**What is asked:**
Pick up the semester reflection on building a fishing game after its last sentence and keep writing it.

**Text to read:**
───
Semester 1 was spent doing a lot of learning, and making many mistakes.
Starting with the game jams at the beginning, I made two prototypes where I would investigate different mechanics and visual ideas for my game. At this time, I was tossing between 3D and 2D, with 2.5D also being considered.
The first game jam prompt was "It spreads!", inspired by the Pirate Software game jams in the past. I wanted to try my hand at coding a game AI to respond to different objects with various behaviours. Namely, these behaviours were attracted and repelled; I picked these for their relevance to fishing and fishing game-type mechanics. I kept it simple as I only wanted to focus on the programming and behaviours. What I found was the most difficult was their physics, which in hindsight spelled out what was to come.
Next was our second game jam, which was inspired by a conference talk that our lecturer had just visited. Our prompt was UI and UX design, which was quite useful for my project as I planned to have a lot of windows and menus at the time. I decided to have a play around using terrain tools in 3D, and moving a character into a collider to prompt a window. This is more literal prototyping, as I was seeing how I could get a player to approach a river to start fishing where the minigame will appear in the window. I set it up as a separate camera as I planned to set up the minigame under the map and just stream it to that camera. I had some interesting quirks with floaty physics where I just needed a ground check, but ultimately ignored it as it wasn't my main goal. What I struggled with the most was getting the minigame (which was just a ball falling) to reset when the player stopped fishing. I just could not get the destroy command working right, and would end up with multiple balls within the scene. Eventually I got this to work, but I felt I hadn't really explored what I could achieve through this or UI in general.
Biting off more than I could chew.
I started with high hopes and grand ideas, which should've been the first red flag. At this time, I felt I was already behind compared to my classmates ( who moved onto their capstone instead of getting stuck on the second game jam). My question for my exegesis was alright, I was happy with it at the time, and the idea felt reachable within the year to me. I really wanted to make this game right, so I hastily got to work.
However, the wings were made of beeswax. And like Icarus I too thought of myself greater than the sun.
A slow and painful decline.
It didn't take long for me to lag behind. However, I had many issues in my personal life that contributed to this - particularly an undiagnosed health issue that led me to forgetting information within my short term memory and losing concentration. There were times I felt I was learning to program all over again. Despite this, all progress made was only made within class time - barely even six hours a week spent on creating this game! This wasn't sustainable, and it was quickly made apparent when I noticed how much further along my classmates were. The wings had started melting.
───
**Material shown:**
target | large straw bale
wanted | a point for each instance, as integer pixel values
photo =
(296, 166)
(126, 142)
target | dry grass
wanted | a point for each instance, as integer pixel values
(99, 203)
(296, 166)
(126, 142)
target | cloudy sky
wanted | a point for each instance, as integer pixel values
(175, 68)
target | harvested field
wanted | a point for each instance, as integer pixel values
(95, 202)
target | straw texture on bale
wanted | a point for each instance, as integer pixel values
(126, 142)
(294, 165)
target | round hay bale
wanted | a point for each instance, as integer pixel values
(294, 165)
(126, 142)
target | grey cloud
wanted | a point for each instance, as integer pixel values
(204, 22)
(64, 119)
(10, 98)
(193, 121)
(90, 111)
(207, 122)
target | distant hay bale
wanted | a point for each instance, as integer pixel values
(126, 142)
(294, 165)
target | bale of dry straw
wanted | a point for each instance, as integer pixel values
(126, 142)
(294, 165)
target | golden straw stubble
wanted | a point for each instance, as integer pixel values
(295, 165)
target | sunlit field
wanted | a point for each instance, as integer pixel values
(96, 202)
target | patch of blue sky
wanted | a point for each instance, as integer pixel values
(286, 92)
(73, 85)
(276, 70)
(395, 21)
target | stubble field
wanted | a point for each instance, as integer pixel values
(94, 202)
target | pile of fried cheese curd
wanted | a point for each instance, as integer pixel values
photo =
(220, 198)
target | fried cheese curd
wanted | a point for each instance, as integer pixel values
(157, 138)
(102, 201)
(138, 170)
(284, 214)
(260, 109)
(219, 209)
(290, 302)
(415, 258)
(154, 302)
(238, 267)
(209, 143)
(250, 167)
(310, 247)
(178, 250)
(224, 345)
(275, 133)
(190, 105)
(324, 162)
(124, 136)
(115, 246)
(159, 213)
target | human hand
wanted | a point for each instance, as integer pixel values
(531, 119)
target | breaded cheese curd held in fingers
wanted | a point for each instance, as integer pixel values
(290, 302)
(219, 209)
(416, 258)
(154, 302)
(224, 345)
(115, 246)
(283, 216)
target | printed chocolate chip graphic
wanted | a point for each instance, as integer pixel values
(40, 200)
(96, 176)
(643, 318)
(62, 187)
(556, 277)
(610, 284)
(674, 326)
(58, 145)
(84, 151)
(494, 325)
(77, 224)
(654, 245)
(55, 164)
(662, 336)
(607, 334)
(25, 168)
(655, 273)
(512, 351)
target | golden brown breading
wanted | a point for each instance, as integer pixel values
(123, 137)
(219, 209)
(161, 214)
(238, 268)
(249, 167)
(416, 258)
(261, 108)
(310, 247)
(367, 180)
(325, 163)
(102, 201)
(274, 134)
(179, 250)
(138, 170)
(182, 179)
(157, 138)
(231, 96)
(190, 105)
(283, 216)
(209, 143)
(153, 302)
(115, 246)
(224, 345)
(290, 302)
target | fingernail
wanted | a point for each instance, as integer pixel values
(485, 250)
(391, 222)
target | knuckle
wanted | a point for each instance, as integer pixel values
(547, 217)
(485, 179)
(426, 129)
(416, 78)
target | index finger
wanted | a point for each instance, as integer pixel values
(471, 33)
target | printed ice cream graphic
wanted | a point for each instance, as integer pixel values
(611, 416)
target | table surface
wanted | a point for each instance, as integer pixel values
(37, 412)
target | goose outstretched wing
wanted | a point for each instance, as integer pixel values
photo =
───
**Reply:**
I got myself so focused on level design initially - I had quite the big map. I made my map, then remade it again when I felt that the terrain wasn't as good as I wanted. I feel like I did this just to avoid programming (which is a terrible idea, by the way) due to my lack of concentration at the time. I started with basic code: date, time, just simple numbers to warm me up and procrastinate on the bigger stuff. I pushed onto learning how to use Unity's nav-mesh, which I found extremely interesting (and much easier than brute forcing like how I was previously). I also played around with test animations, and relearnt how to navigate Unity's animator.
The project was slowly starting to turn into a chore. What passion and vigour I had was quickly shut down by any problems I had. Having my code fall to pieces before me, and having no understanding or recollection of why or how to fix it was soul crushing and demotivating. I understand now how much pressure I had put on myself to make something perfect. I spent most of University gutting myself over bugs I had no time or fix, or visuals I had no time to create. I do have a habit of not giving myself enough time to finish projects, and always find myself rushing to the end only to have to leave these bugs in my game. For me, the capstone project was a way for me to prove to myself that I do have what it takes to make something that works. But as the semester came to a close, I quickly came to realise that my wax wings have melted and I was plummeting into the sea.
And like Icarus, I fell.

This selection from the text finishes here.